▶ **TASK DETAILS**:
Reproduce the items verbatim, starting at their first line and ending with the line that contains "POLYGON ((13 77, 0".

─── THE RECORDS

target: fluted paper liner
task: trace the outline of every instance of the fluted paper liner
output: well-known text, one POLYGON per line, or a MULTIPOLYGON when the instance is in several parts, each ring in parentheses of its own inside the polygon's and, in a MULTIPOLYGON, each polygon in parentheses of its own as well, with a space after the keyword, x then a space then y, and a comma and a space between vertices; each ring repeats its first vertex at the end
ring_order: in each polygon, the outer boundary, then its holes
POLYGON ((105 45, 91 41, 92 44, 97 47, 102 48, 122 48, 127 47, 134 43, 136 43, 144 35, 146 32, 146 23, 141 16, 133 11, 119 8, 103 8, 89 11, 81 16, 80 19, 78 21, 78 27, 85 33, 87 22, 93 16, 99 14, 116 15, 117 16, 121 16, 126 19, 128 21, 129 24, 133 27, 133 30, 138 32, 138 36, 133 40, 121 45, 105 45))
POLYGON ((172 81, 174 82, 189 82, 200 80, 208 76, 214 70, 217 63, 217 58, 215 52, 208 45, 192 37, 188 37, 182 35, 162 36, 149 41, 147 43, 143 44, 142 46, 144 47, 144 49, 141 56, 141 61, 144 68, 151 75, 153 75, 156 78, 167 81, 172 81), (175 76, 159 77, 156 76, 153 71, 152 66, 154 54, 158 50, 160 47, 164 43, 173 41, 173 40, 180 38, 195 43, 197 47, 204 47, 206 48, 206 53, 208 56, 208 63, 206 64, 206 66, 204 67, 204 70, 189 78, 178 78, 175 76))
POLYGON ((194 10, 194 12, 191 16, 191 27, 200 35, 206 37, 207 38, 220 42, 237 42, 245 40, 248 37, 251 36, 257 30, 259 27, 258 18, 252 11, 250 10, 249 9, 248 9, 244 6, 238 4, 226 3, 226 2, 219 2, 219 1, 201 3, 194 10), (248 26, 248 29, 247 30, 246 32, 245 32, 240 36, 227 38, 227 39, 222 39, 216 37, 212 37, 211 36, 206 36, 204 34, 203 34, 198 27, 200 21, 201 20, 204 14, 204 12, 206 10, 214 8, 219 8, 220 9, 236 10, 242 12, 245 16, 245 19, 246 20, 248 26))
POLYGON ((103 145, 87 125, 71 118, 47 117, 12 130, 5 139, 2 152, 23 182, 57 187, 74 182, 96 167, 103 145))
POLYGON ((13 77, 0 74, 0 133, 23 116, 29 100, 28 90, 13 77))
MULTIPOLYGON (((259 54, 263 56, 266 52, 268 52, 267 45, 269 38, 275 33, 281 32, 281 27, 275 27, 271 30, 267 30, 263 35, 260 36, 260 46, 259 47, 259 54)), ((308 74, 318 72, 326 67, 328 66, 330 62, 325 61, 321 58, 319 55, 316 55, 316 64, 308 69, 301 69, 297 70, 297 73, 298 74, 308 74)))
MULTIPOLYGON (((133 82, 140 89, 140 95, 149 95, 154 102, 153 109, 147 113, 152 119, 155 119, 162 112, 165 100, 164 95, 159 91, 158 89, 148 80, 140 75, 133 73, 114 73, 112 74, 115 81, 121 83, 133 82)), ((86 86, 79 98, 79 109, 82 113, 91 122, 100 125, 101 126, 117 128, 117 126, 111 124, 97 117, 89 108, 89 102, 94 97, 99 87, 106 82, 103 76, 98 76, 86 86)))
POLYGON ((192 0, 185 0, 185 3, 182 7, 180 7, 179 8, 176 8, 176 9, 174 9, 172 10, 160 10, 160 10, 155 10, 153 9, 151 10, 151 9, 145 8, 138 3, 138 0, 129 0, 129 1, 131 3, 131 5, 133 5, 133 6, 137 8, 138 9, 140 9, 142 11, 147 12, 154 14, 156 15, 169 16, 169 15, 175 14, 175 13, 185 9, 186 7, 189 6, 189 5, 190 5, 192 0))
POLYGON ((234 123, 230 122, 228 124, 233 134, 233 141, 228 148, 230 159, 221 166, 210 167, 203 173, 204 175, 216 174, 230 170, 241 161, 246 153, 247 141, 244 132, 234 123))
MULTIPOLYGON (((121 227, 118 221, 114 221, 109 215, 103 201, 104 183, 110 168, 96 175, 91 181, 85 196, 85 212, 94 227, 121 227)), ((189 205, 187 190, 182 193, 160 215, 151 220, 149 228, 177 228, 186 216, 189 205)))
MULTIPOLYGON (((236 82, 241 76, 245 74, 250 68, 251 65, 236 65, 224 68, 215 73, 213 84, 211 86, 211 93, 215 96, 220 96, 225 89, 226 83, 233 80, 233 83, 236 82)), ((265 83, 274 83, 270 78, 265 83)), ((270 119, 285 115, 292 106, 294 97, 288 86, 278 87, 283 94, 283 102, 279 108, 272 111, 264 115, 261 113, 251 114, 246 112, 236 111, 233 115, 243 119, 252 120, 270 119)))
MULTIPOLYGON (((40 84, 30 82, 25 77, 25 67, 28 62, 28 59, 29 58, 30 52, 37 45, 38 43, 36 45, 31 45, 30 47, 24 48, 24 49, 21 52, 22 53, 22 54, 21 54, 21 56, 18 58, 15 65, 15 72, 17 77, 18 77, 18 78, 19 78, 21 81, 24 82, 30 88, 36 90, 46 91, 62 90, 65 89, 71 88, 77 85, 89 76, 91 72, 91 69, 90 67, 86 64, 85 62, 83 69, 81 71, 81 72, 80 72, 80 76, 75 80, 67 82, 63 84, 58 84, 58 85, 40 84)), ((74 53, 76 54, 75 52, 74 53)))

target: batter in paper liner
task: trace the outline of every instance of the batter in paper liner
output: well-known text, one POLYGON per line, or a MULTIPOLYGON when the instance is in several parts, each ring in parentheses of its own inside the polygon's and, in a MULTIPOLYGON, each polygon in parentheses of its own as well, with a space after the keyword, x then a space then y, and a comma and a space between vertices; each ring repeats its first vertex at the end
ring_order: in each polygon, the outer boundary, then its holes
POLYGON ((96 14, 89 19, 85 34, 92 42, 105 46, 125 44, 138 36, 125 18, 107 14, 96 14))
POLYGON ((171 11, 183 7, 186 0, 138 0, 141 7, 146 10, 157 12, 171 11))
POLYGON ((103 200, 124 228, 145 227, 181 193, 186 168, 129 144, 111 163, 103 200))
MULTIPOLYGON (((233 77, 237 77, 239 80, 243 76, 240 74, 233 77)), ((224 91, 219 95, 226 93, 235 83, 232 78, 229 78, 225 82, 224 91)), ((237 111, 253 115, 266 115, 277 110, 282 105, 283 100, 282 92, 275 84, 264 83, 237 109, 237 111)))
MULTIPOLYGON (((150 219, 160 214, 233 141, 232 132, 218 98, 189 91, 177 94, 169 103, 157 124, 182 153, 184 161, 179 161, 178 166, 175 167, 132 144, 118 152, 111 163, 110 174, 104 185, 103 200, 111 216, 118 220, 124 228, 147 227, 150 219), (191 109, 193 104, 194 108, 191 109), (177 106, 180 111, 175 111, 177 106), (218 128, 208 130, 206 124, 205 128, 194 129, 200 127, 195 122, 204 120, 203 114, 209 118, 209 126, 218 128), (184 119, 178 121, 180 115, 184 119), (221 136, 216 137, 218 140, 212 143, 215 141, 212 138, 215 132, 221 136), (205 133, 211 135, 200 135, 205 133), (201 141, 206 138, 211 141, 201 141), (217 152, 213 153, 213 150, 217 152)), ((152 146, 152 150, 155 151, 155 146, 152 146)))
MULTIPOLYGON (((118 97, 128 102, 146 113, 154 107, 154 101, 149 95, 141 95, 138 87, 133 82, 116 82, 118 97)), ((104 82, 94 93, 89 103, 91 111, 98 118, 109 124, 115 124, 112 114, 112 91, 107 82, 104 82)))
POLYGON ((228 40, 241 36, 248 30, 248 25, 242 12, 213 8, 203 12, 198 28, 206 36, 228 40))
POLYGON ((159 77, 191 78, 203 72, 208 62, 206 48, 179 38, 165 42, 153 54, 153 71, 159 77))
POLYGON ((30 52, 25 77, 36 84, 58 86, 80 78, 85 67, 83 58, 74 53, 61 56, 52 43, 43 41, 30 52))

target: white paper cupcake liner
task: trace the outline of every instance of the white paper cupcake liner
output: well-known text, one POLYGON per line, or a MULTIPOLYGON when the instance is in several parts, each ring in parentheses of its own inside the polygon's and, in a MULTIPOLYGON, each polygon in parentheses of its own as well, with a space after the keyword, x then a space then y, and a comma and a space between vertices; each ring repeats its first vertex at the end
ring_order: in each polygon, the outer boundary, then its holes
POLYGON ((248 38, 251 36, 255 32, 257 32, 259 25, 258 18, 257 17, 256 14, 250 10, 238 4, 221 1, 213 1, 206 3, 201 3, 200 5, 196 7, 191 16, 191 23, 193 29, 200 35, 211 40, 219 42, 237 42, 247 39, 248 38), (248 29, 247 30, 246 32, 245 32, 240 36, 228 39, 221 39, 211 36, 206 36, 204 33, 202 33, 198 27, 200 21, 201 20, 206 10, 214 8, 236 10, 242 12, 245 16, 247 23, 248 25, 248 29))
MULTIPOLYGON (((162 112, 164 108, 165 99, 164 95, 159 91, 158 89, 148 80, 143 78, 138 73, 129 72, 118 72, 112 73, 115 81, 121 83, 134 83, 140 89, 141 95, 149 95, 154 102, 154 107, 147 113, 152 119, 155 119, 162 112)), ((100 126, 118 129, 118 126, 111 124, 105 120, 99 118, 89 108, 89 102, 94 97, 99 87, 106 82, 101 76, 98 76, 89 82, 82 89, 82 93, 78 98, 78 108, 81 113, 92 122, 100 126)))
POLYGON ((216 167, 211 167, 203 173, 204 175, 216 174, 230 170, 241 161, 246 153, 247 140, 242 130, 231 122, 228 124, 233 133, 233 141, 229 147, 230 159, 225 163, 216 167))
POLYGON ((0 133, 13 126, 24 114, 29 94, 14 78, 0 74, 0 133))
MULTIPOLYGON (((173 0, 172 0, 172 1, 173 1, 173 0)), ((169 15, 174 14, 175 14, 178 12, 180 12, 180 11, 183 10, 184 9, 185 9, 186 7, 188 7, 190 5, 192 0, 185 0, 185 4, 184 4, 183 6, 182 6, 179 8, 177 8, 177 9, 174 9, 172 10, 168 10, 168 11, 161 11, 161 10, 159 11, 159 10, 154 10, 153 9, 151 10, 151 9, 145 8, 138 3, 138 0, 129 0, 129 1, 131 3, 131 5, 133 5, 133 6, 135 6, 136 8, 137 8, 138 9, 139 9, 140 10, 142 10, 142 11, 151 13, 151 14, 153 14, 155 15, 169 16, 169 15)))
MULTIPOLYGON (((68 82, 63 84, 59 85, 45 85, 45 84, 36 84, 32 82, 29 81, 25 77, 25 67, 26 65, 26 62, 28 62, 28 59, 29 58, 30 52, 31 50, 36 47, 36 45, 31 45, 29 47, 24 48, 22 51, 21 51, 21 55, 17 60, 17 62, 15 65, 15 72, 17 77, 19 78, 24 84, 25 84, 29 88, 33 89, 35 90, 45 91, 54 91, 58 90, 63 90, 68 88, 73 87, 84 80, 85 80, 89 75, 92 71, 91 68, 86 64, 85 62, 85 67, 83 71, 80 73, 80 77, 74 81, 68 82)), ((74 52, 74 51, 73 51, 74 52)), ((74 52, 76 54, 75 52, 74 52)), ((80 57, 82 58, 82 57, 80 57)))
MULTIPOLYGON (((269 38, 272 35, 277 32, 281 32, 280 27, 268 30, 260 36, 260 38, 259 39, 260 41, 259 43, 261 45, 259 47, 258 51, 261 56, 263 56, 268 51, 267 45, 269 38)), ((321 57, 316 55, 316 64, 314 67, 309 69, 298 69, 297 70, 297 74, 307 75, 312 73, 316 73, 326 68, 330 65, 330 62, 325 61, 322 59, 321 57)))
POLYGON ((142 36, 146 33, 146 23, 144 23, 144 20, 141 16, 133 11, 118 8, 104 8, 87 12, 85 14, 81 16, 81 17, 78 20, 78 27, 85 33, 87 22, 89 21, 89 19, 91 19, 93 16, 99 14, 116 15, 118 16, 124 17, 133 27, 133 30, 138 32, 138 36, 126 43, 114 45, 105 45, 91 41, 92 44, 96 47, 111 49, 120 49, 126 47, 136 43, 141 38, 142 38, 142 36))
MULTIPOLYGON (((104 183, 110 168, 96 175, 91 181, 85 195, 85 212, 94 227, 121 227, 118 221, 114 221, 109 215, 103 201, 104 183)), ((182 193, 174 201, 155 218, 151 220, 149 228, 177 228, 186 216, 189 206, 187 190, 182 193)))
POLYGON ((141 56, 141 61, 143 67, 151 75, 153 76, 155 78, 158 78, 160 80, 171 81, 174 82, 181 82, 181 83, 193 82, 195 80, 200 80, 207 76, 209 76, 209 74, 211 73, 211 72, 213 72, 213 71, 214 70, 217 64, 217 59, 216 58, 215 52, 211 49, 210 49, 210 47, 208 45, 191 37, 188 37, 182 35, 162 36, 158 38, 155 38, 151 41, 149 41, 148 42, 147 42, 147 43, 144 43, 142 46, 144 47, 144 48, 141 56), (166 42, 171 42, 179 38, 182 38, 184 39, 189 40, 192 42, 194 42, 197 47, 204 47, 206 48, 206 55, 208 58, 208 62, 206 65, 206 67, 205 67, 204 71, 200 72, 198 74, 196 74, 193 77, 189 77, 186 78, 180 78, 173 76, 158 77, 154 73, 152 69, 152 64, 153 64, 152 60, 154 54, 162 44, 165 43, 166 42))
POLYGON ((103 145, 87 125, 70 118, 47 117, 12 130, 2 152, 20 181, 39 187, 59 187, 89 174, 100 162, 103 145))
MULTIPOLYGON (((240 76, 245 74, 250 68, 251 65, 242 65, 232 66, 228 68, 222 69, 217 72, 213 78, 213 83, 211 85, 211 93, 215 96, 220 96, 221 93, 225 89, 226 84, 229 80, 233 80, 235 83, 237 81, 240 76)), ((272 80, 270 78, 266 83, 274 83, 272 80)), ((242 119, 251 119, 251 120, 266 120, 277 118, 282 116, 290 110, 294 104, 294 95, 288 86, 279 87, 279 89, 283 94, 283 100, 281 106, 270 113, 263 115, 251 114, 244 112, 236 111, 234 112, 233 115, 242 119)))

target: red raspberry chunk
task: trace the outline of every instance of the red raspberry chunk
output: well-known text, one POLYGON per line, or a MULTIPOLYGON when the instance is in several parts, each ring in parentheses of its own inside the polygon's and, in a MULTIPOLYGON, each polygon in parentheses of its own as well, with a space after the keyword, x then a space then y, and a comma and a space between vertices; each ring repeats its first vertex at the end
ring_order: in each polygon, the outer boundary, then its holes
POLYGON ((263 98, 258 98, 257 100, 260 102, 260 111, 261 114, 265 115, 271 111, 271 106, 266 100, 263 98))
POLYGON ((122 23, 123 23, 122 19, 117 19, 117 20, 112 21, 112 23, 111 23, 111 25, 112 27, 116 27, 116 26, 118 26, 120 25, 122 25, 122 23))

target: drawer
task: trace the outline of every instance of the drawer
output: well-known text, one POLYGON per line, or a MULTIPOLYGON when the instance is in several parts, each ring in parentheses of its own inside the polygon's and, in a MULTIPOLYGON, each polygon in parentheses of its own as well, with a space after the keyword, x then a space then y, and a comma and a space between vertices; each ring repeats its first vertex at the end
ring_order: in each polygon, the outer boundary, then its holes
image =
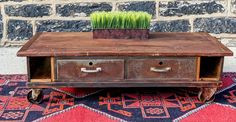
POLYGON ((196 79, 196 58, 130 59, 127 61, 128 79, 196 79))
POLYGON ((67 81, 101 81, 124 78, 124 60, 57 60, 57 79, 67 81))

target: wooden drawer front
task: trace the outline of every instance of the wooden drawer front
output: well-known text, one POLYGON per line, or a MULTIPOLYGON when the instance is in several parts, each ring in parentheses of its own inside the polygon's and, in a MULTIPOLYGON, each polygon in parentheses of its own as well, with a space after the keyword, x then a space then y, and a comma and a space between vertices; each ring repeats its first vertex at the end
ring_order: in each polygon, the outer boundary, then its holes
POLYGON ((58 60, 57 79, 67 81, 101 81, 124 78, 124 61, 109 60, 58 60))
POLYGON ((131 59, 128 79, 196 79, 196 58, 131 59))

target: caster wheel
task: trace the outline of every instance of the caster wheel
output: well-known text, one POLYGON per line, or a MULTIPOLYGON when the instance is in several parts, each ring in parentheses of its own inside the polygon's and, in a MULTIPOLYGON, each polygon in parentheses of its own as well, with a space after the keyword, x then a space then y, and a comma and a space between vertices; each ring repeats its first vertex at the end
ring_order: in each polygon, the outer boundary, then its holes
POLYGON ((204 103, 211 103, 215 100, 217 88, 202 88, 198 93, 198 99, 204 103))
POLYGON ((40 91, 39 95, 37 96, 36 99, 33 99, 32 97, 32 90, 28 93, 27 95, 27 99, 30 103, 33 103, 33 104, 40 104, 43 102, 43 91, 40 91))

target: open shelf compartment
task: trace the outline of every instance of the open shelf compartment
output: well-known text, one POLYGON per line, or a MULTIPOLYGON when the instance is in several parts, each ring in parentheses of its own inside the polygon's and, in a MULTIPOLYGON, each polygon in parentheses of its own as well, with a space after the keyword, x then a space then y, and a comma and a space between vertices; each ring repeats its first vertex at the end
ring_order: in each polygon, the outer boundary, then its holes
POLYGON ((31 82, 50 82, 52 79, 51 57, 28 57, 31 82))
POLYGON ((200 57, 200 80, 219 80, 221 67, 223 65, 222 57, 200 57))

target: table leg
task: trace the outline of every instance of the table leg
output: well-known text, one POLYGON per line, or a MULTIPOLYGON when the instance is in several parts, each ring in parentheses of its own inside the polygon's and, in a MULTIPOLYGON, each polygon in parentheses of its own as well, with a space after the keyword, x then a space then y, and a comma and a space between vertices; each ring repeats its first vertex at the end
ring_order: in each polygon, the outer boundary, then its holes
POLYGON ((31 89, 27 95, 29 102, 33 104, 40 104, 43 102, 43 91, 42 89, 31 89))

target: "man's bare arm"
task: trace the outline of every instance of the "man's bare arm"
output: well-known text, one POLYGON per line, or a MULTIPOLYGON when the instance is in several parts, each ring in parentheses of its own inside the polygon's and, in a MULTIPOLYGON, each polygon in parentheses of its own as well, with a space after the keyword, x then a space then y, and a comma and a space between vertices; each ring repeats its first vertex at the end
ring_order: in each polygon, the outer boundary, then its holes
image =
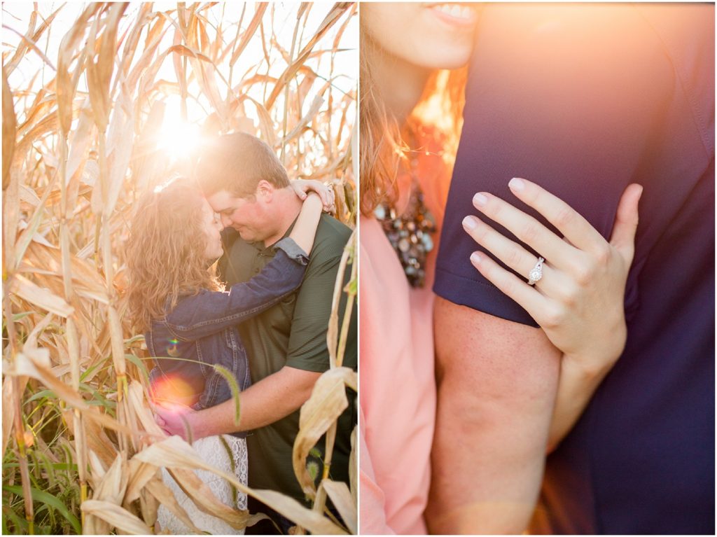
POLYGON ((519 533, 543 476, 561 353, 542 330, 437 298, 432 533, 519 533))

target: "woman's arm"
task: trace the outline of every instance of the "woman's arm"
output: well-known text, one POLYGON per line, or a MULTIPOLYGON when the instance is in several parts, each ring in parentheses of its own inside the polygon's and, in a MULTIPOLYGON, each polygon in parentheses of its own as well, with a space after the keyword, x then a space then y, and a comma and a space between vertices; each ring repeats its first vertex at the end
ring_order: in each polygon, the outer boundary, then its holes
POLYGON ((311 248, 313 247, 316 228, 321 217, 322 206, 323 201, 319 196, 310 192, 304 199, 301 211, 289 235, 307 255, 311 253, 311 248))
MULTIPOLYGON (((534 287, 480 252, 473 253, 471 262, 530 313, 563 353, 548 443, 551 450, 572 428, 625 347, 625 290, 642 189, 626 189, 608 242, 569 205, 538 185, 514 179, 509 186, 564 238, 499 198, 479 193, 475 207, 546 261, 534 287)), ((467 217, 463 225, 477 242, 518 273, 528 275, 535 267, 536 256, 475 217, 467 217)))
POLYGON ((302 201, 306 199, 307 195, 313 191, 321 198, 321 203, 323 204, 325 212, 333 212, 336 211, 335 194, 333 189, 331 186, 315 179, 292 179, 290 184, 299 199, 302 201))

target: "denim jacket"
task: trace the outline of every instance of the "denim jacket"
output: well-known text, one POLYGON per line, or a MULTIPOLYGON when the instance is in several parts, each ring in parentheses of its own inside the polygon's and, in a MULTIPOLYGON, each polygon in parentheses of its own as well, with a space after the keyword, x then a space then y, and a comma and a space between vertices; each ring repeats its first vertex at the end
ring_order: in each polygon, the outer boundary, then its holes
MULTIPOLYGON (((201 290, 184 297, 163 318, 152 322, 151 330, 145 334, 156 363, 149 374, 151 390, 162 380, 179 386, 179 379, 193 393, 201 392, 193 409, 214 407, 232 397, 229 383, 214 364, 229 370, 239 390, 249 387, 249 362, 237 325, 295 290, 308 262, 306 254, 290 237, 277 242, 274 249, 277 250, 274 259, 248 282, 235 284, 228 291, 201 290)), ((244 437, 246 433, 234 435, 244 437)))

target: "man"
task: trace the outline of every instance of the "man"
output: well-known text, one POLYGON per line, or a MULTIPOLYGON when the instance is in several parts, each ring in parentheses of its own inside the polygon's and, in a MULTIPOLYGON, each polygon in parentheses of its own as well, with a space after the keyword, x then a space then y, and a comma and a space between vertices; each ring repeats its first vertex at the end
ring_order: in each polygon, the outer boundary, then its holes
MULTIPOLYGON (((289 234, 302 202, 272 149, 248 134, 222 136, 203 150, 196 175, 225 227, 220 276, 227 285, 246 281, 270 261, 272 245, 289 234)), ((302 503, 305 498, 292 466, 292 448, 299 429, 299 409, 317 379, 329 368, 326 332, 339 262, 351 232, 323 214, 299 290, 238 327, 247 347, 252 383, 240 396, 238 428, 251 432, 247 437, 249 485, 278 490, 302 503)), ((345 308, 344 295, 339 304, 342 315, 345 308)), ((357 369, 355 307, 343 365, 357 369)), ((350 437, 356 413, 356 394, 347 393, 349 406, 338 420, 330 475, 348 483, 350 437)), ((201 437, 237 431, 234 412, 234 403, 229 400, 186 417, 195 437, 201 437)), ((173 432, 181 434, 181 425, 176 425, 173 432)), ((315 460, 320 465, 323 439, 317 449, 320 456, 315 460)), ((266 506, 252 505, 252 498, 250 510, 272 515, 285 532, 293 525, 266 506)), ((271 532, 272 526, 257 525, 249 530, 271 532)))
POLYGON ((627 344, 548 459, 533 531, 713 534, 714 7, 488 6, 477 35, 435 287, 429 526, 519 533, 538 495, 559 353, 461 229, 476 192, 515 201, 526 177, 605 237, 645 188, 627 344))

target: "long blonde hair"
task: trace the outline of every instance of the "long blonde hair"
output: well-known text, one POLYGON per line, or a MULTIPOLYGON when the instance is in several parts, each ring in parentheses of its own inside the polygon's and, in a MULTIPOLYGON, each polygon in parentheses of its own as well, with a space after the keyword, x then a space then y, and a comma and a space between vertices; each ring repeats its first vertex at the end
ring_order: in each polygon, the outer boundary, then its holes
POLYGON ((440 138, 444 161, 452 166, 462 127, 467 68, 434 72, 406 124, 399 125, 374 90, 369 57, 381 52, 363 34, 360 43, 361 212, 371 216, 379 204, 397 201, 399 168, 407 153, 417 148, 404 141, 412 131, 430 128, 440 138))
POLYGON ((138 204, 126 259, 130 315, 138 331, 148 331, 180 297, 222 288, 204 255, 203 199, 194 184, 177 178, 146 192, 138 204))

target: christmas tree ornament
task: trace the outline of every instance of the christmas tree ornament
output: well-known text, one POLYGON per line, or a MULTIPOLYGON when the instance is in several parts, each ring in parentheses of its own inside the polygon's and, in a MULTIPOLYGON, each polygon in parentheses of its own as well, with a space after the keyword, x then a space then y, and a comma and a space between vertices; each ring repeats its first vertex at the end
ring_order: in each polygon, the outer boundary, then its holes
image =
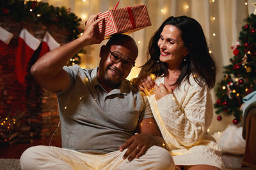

──────

▶ **FINISHED ANSWER**:
target: fluted paper liner
task: trace the outline of every instance of the fluted paper liner
output: well-known text, one POLYGON per line, or a MULTIPOLYGON when the instance is in several parts, each ring in parentheses of its own inside the polygon's and, in a MULTIPOLYGON, each polygon in parentheses of its own as well, with a space after the keyword, x then a space then y, and a comma and a space between vertices; each ring repeats its first vertex at the end
ring_order: in each polygon, the outer boundary, then its holes
POLYGON ((105 45, 91 41, 92 44, 97 47, 102 48, 122 48, 127 47, 134 43, 136 43, 144 35, 146 32, 146 23, 141 16, 133 11, 119 8, 103 8, 89 11, 81 16, 80 19, 78 21, 78 27, 85 33, 87 22, 93 16, 99 14, 116 15, 117 16, 121 16, 126 19, 128 21, 129 24, 133 27, 133 30, 138 32, 138 36, 133 40, 121 45, 105 45))
POLYGON ((172 81, 174 82, 189 82, 200 80, 208 76, 214 70, 217 63, 217 58, 215 52, 208 45, 192 37, 188 37, 182 35, 162 36, 149 41, 147 43, 143 44, 142 46, 144 47, 144 49, 141 56, 141 61, 144 68, 151 75, 153 75, 156 78, 167 81, 172 81), (175 76, 159 77, 156 76, 153 71, 152 66, 154 54, 158 50, 160 47, 164 43, 173 41, 173 40, 180 38, 195 43, 197 47, 204 47, 206 48, 206 53, 208 56, 208 63, 206 64, 206 66, 204 67, 204 70, 189 78, 178 78, 175 76))
POLYGON ((194 10, 194 12, 191 16, 191 27, 200 35, 206 37, 207 38, 220 42, 237 42, 245 40, 248 37, 251 36, 257 30, 259 27, 258 18, 252 11, 250 10, 249 9, 248 9, 244 6, 238 4, 226 3, 226 2, 219 2, 219 1, 201 3, 194 10), (248 26, 248 29, 247 30, 246 32, 245 32, 240 36, 227 38, 227 39, 222 39, 216 37, 212 37, 211 36, 206 36, 204 34, 203 34, 198 27, 200 21, 201 20, 204 14, 204 12, 206 10, 214 8, 219 8, 220 9, 236 10, 242 12, 245 16, 245 19, 246 20, 248 26))
POLYGON ((103 145, 87 125, 71 118, 47 117, 12 130, 5 139, 2 152, 23 182, 57 187, 74 182, 96 167, 103 145))
POLYGON ((13 77, 0 74, 0 133, 23 116, 29 100, 28 90, 13 77))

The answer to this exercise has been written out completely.